===== Source =====

Elles n’ont certainement pas été sous les feux de la rampe à l’occasion du 8 mars, journée internationale des droits des femmes. Elles ne sont pas du genre à se bousculer aux avant-postes pour se faire voir par ceux qui choisissent celles qui doivent recevoir les honneurs des médias et d’être célébrées durant la traditionnelle quinzaine de la femme qui a baissé ses rideaux la semaine écoulée.
Dans un quasi-anonymat, elles ont regardé de loin s’estomper la surchauffe médiatique autour de « la femme, moitié du monde » et voir les choses revenir à la case départ. C’est-à-dire l’indifférence générale rendue précoce par l’effervescente occurrence des préparatifs de la fête qui ont précipité cette ferveur des jours d’avant dans les méandres de l’oubli. Averties des enjeux et des conséquences immuables pour elles et pour leurs familles des impacts du nexus « crise climatique-migrations forcées-insalubrité et pauvretés » (c’est-à-dire à cette intrication complexe de tous ces problèmes auxquels sont les femmes transformatrices des différents sites de cette ville de la Petite Côte), ces femmes ont commencé par fédérer plusieurs associations ou groupements qui œuvraient toutes, dans la protection de l’environnement à travers diverses activités comme le reboisement de la mangrove, la protection des tortues marines, la promotion l’écotourisme, la transformation des produits halieutiques. Avec comme premier résultat : l’initiative collective durant l’année 2010, de plantation massive de 2,4ha soit 6000 plants dans le but de fixer les dunes sur la pointe Finio qui sépare la lagune et l’Océan atlantique.

===== Entrées extraites =====

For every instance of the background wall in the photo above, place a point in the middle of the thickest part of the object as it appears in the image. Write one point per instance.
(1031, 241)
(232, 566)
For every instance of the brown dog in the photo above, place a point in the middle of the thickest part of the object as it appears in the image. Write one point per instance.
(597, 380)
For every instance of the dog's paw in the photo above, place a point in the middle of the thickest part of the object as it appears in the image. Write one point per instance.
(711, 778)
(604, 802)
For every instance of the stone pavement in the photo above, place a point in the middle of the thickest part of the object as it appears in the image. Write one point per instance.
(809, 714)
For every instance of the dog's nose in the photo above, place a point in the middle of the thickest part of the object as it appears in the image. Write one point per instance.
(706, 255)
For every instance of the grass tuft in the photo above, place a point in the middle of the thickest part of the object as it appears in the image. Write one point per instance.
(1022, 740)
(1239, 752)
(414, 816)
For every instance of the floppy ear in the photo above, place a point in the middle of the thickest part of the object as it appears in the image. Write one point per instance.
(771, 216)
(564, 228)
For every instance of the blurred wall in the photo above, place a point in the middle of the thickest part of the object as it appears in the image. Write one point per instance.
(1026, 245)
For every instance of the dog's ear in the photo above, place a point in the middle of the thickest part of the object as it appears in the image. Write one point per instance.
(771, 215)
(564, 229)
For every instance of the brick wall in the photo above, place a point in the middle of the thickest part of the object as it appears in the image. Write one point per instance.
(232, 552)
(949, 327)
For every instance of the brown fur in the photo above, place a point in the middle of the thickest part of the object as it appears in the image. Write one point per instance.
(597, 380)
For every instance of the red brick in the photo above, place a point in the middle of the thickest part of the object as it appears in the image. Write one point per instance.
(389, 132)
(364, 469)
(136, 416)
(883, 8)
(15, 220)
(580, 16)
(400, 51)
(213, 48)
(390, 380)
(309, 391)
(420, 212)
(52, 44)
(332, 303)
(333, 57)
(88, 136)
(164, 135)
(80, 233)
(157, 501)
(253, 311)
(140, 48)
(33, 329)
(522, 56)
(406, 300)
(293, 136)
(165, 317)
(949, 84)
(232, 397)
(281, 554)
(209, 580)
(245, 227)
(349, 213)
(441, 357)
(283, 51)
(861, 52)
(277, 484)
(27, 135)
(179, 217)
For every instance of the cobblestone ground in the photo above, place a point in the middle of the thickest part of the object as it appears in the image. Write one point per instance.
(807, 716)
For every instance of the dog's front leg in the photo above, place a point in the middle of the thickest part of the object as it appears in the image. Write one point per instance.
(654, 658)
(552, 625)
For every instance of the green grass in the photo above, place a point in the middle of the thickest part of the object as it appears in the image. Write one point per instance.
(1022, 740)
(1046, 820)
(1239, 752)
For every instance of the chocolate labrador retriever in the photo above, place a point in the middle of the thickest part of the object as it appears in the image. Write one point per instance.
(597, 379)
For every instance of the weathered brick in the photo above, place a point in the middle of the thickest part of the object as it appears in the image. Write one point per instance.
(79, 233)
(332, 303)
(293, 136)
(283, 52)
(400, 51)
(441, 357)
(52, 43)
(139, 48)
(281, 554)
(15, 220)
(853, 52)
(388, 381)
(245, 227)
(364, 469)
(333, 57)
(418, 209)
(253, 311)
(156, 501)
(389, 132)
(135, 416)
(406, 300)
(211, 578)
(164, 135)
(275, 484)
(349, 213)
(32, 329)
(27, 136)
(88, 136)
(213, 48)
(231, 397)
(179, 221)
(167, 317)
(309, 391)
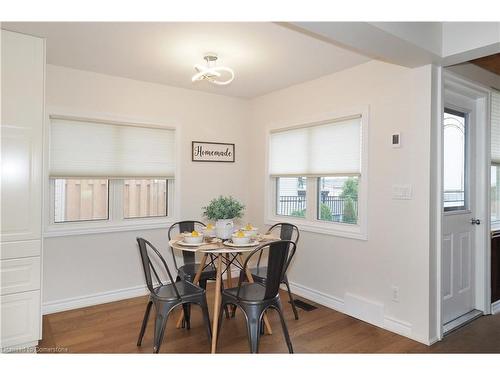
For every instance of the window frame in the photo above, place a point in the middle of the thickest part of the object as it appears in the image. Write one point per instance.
(116, 221)
(310, 223)
(495, 223)
(465, 208)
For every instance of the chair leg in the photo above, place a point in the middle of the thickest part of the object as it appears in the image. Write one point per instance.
(285, 330)
(253, 326)
(219, 324)
(144, 323)
(294, 308)
(226, 307)
(206, 319)
(187, 314)
(160, 323)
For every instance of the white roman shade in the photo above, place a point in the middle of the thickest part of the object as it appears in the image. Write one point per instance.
(495, 127)
(326, 149)
(81, 148)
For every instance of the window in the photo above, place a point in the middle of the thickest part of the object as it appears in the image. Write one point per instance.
(109, 174)
(495, 194)
(495, 157)
(145, 198)
(338, 199)
(291, 198)
(454, 166)
(80, 199)
(318, 178)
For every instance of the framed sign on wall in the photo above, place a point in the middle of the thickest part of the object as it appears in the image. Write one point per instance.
(213, 151)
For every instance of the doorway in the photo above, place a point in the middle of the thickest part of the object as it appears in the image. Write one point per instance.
(464, 213)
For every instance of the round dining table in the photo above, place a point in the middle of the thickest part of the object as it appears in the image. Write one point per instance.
(222, 255)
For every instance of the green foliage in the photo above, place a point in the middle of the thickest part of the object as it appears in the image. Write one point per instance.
(325, 213)
(350, 216)
(223, 208)
(299, 213)
(350, 188)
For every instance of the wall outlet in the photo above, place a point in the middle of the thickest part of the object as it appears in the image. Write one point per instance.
(395, 294)
(402, 192)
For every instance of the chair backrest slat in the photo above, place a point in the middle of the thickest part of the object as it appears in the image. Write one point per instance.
(287, 232)
(279, 256)
(147, 265)
(184, 226)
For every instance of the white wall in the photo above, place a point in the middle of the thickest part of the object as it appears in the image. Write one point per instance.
(326, 268)
(476, 74)
(397, 250)
(99, 264)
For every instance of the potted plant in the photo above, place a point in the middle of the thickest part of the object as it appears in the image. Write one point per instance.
(223, 210)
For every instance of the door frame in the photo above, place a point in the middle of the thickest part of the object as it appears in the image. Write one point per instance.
(481, 94)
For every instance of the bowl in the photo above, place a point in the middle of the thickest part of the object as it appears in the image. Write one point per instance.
(189, 238)
(251, 232)
(241, 240)
(209, 232)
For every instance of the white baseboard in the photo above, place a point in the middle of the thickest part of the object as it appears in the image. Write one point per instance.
(495, 307)
(317, 296)
(93, 299)
(386, 322)
(399, 327)
(99, 298)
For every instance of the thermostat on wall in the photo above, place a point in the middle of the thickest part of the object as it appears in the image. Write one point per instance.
(396, 140)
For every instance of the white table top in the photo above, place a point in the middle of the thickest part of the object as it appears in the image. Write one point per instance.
(222, 248)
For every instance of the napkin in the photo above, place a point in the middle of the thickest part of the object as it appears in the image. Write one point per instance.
(267, 237)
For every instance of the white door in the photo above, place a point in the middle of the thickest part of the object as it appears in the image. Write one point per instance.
(459, 220)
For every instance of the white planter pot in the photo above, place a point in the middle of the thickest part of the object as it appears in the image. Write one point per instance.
(224, 228)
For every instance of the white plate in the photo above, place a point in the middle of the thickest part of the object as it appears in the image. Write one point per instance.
(231, 244)
(182, 243)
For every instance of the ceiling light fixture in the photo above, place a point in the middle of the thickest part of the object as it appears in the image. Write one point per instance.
(213, 73)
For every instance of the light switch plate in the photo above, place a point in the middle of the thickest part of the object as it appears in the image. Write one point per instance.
(402, 192)
(396, 140)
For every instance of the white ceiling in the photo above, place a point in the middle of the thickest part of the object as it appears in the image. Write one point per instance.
(265, 56)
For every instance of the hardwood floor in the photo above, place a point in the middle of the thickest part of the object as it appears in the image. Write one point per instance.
(114, 327)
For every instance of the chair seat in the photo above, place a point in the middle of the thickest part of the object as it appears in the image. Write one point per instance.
(259, 272)
(186, 289)
(251, 292)
(188, 271)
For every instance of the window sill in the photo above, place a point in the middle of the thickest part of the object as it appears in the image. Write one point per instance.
(76, 229)
(336, 230)
(495, 226)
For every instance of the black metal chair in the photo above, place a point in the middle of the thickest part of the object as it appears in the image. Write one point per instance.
(188, 270)
(255, 298)
(165, 297)
(287, 232)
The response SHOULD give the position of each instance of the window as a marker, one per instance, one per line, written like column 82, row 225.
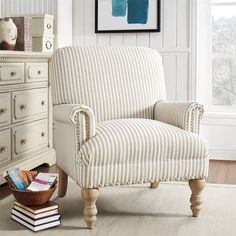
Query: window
column 224, row 53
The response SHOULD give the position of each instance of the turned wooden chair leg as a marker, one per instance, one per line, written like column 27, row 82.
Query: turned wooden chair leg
column 196, row 186
column 90, row 197
column 154, row 184
column 62, row 186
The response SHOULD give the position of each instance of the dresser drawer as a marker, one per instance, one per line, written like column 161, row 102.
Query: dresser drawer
column 37, row 72
column 30, row 103
column 30, row 136
column 5, row 146
column 5, row 109
column 11, row 73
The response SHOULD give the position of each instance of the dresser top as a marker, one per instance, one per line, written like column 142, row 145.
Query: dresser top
column 23, row 54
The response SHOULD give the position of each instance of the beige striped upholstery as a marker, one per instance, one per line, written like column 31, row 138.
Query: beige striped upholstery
column 114, row 83
column 110, row 125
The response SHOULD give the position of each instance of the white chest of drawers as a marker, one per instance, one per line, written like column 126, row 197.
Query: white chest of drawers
column 25, row 111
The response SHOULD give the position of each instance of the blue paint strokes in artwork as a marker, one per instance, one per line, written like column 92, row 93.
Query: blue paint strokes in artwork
column 119, row 7
column 138, row 11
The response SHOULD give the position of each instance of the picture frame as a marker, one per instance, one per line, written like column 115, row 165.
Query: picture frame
column 127, row 16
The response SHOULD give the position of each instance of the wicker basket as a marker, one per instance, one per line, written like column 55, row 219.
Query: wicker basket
column 30, row 198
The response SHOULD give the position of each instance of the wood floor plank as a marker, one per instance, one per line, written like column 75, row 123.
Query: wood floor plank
column 220, row 172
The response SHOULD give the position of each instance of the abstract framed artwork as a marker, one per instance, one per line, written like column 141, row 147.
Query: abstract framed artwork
column 114, row 16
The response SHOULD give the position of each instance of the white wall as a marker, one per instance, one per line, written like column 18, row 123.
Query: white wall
column 174, row 42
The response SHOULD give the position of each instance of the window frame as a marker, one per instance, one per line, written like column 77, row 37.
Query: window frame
column 209, row 106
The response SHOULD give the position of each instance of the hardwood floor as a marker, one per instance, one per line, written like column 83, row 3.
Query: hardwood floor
column 220, row 172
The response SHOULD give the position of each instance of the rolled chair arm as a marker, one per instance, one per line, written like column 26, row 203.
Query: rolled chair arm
column 185, row 115
column 73, row 113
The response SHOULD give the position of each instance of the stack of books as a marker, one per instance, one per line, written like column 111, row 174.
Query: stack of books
column 36, row 217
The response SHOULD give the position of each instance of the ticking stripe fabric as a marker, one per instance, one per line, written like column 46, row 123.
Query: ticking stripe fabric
column 115, row 82
column 185, row 115
column 104, row 106
column 132, row 150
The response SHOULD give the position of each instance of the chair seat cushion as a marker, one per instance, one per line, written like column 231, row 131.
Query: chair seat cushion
column 137, row 141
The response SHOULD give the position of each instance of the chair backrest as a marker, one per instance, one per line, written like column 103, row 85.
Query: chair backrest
column 115, row 82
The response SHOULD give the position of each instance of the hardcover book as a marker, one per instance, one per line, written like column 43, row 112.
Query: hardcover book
column 36, row 222
column 36, row 216
column 38, row 209
column 33, row 227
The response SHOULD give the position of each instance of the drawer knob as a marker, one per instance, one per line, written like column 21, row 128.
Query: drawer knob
column 3, row 111
column 23, row 107
column 49, row 26
column 3, row 149
column 23, row 141
column 13, row 73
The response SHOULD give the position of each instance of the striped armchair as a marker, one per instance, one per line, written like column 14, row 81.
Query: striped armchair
column 113, row 126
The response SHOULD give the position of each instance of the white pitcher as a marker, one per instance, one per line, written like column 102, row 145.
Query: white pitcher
column 8, row 34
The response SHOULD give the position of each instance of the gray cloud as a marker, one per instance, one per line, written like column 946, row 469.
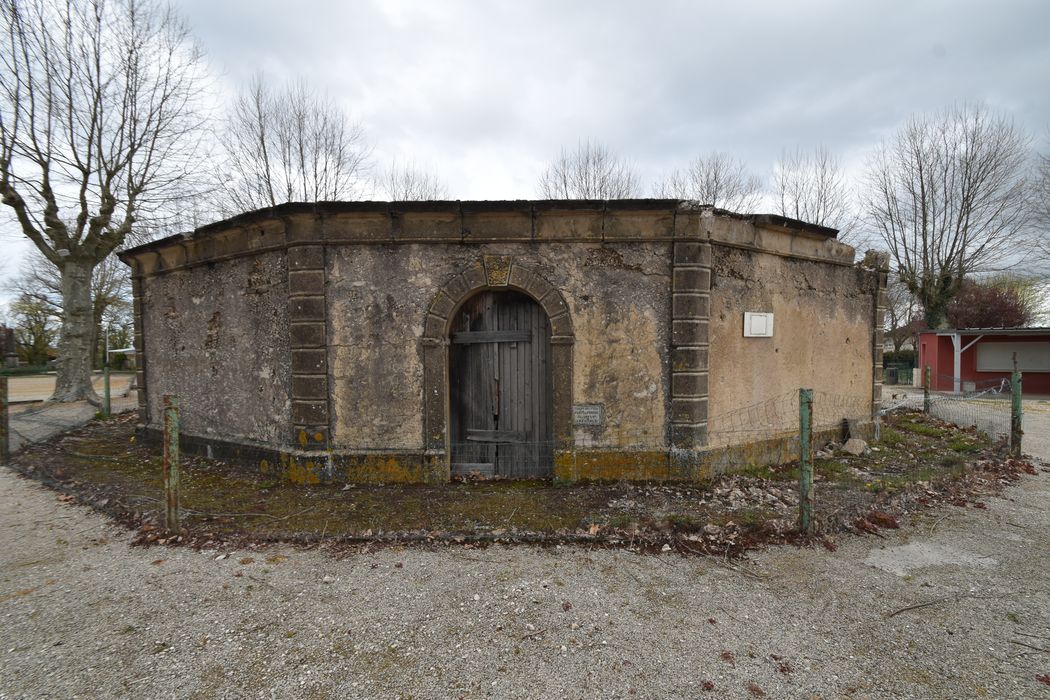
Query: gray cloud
column 485, row 92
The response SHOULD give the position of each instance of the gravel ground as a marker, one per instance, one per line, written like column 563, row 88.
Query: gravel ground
column 85, row 615
column 36, row 422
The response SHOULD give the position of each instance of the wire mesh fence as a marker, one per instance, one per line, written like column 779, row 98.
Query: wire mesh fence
column 32, row 423
column 986, row 405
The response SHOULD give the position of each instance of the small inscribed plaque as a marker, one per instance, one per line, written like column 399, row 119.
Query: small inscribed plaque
column 587, row 414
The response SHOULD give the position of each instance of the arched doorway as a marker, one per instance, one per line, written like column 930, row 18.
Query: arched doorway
column 500, row 387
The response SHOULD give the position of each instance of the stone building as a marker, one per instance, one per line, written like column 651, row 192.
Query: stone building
column 414, row 341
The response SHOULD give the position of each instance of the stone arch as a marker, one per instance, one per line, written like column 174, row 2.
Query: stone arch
column 492, row 272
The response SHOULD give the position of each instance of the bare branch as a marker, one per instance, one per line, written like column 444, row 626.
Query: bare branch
column 589, row 172
column 717, row 179
column 291, row 146
column 411, row 184
column 947, row 195
column 812, row 187
column 99, row 122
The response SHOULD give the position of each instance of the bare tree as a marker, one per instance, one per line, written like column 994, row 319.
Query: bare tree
column 41, row 282
column 98, row 121
column 589, row 172
column 903, row 315
column 947, row 195
column 411, row 184
column 813, row 187
column 290, row 146
column 36, row 327
column 1042, row 210
column 717, row 179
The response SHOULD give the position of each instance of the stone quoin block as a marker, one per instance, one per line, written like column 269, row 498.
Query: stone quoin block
column 309, row 412
column 306, row 257
column 306, row 309
column 306, row 282
column 692, row 253
column 309, row 361
column 309, row 386
column 689, row 384
column 308, row 335
column 689, row 435
column 689, row 332
column 689, row 358
column 689, row 410
column 690, row 305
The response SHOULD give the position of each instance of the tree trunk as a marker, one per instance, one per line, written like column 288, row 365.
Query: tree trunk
column 75, row 345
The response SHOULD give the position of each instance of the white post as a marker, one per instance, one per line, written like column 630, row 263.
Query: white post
column 957, row 344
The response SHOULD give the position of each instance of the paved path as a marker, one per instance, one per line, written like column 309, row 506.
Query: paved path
column 85, row 615
column 36, row 422
column 40, row 387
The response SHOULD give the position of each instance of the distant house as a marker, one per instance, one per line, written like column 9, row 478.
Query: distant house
column 969, row 359
column 8, row 349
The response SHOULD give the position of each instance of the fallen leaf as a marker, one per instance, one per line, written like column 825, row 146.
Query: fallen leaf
column 755, row 691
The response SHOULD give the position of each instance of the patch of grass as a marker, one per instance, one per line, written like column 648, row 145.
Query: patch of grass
column 622, row 522
column 920, row 428
column 784, row 472
column 833, row 470
column 891, row 438
column 681, row 523
column 964, row 445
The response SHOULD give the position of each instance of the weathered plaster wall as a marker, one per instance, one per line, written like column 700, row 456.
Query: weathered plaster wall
column 822, row 340
column 218, row 334
column 618, row 297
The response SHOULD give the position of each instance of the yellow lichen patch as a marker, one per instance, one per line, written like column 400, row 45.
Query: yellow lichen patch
column 384, row 469
column 565, row 466
column 607, row 465
column 302, row 471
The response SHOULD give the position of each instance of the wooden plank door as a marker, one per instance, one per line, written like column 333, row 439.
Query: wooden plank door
column 500, row 387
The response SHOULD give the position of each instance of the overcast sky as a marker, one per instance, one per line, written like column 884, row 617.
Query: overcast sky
column 483, row 93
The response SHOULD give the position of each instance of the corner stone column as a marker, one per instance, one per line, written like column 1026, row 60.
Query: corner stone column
column 307, row 316
column 690, row 313
column 140, row 346
column 882, row 270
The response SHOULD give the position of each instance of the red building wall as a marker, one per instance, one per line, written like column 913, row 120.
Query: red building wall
column 938, row 352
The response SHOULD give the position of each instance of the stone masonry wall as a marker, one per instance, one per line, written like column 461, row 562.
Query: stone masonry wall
column 218, row 338
column 822, row 339
column 618, row 297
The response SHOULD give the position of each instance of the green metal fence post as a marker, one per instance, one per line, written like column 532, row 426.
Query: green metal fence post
column 105, row 391
column 805, row 459
column 171, row 462
column 926, row 376
column 4, row 422
column 1015, row 414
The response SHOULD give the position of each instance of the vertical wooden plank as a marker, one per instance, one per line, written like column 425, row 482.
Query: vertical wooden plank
column 4, row 422
column 171, row 462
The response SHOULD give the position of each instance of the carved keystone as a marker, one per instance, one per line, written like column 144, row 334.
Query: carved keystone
column 498, row 270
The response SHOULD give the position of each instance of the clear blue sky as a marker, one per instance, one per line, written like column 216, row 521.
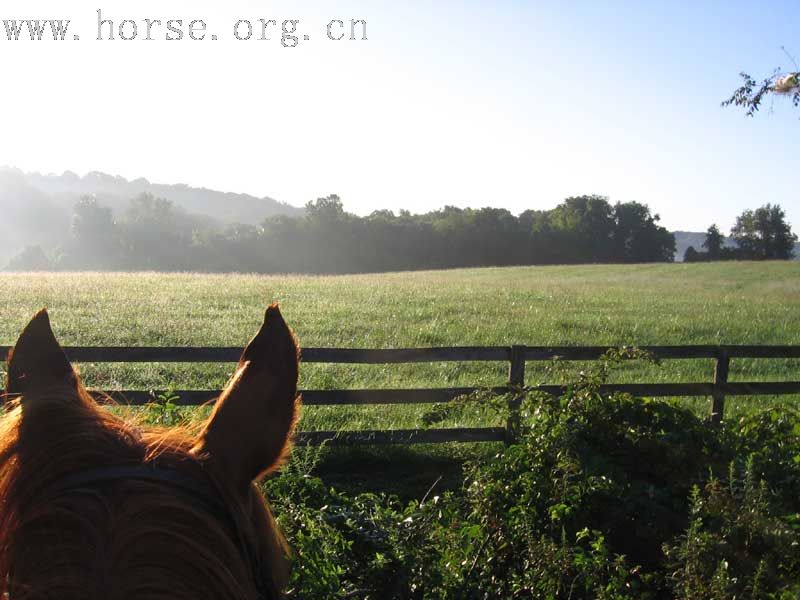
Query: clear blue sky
column 510, row 104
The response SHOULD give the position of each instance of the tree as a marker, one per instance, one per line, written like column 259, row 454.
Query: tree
column 714, row 242
column 638, row 237
column 751, row 93
column 691, row 255
column 95, row 242
column 764, row 234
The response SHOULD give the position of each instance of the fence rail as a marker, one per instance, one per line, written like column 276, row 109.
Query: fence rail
column 515, row 356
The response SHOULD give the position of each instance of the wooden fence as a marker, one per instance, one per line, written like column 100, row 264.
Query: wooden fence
column 515, row 356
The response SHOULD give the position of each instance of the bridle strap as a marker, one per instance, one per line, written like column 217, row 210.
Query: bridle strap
column 194, row 487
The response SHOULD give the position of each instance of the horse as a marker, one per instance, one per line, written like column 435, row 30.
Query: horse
column 94, row 506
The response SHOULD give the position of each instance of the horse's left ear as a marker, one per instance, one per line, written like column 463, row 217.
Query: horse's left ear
column 250, row 428
column 37, row 360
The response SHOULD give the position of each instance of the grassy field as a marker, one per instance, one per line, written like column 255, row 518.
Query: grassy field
column 728, row 303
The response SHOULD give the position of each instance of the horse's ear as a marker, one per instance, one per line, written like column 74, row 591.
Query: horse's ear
column 249, row 431
column 37, row 360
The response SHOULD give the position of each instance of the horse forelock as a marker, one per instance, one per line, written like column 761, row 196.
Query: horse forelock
column 128, row 538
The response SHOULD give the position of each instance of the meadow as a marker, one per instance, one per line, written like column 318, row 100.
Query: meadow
column 595, row 498
column 720, row 303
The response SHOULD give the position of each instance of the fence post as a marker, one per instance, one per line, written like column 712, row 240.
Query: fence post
column 720, row 379
column 516, row 381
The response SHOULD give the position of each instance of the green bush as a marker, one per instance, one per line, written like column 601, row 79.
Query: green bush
column 603, row 496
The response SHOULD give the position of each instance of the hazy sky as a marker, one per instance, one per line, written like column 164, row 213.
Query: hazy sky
column 510, row 104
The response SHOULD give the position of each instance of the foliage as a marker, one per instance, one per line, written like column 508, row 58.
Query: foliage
column 751, row 93
column 155, row 234
column 714, row 242
column 603, row 497
column 764, row 234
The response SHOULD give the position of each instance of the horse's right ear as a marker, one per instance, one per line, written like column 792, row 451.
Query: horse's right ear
column 37, row 361
column 250, row 430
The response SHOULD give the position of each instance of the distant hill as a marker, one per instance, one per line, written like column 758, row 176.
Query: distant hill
column 684, row 239
column 115, row 191
column 36, row 208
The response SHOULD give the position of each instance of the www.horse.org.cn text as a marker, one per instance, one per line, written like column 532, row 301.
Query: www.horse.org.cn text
column 289, row 33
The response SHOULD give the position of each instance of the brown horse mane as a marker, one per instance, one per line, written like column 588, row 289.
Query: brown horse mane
column 129, row 537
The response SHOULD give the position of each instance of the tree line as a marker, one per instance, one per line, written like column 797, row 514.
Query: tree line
column 761, row 234
column 155, row 234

=====

> _Consignes_
**1)** Selon le texte sur les femmes transformatrices de la Petite Côte, dans quel but la plantation collective de 2010 a-t-elle été réalisée sur la pointe Finio ? Répondez en une à trois phrases.
**2)** Reprenez le texte sur les femmes transformatrices de la Petite Côte après sa dernière phrase et prolongez-le de quelques phrases.
Les items ne sont pas nécessaires pour faire ces exercices.

> _Corrigé des exercices_
**1)** La plantation massive de 2,4 ha, soit 6000 plants, avait pour but de fixer les dunes sur la pointe Finio. Cette pointe sépare la lagune et l'Océan atlantique.

**2)**
Au faîte, à la fois, des enjeux socio-économiques et écologiques d’efficacité énergétique et de préservation de qualité de l’environnement, l’engagement déterminé de ces égéries de l’Economie sociale solidaire (Ees), version sénégalaise, s’est soldé, cette année-là, par des réalisations probantes au chapitre desquelles : la construction de la digue de protection du quai construit dans le cadre du Projet fonds d’adaptation à l’érosion côtière dans les zones vulnérables vise entre autres objectifs à sécuriser l’activité des pêcheurs. Mais aussi, l’érection à Joal, en tant que réponse communautaire aux nombreuses crises que connaissait le secteur des pêches, de l’Aire marine protégée (Amp) de la zone ; large celle-ci de 174 km carrés et dont elles aujourd’hui, au cœur sont au cœur de la gestion.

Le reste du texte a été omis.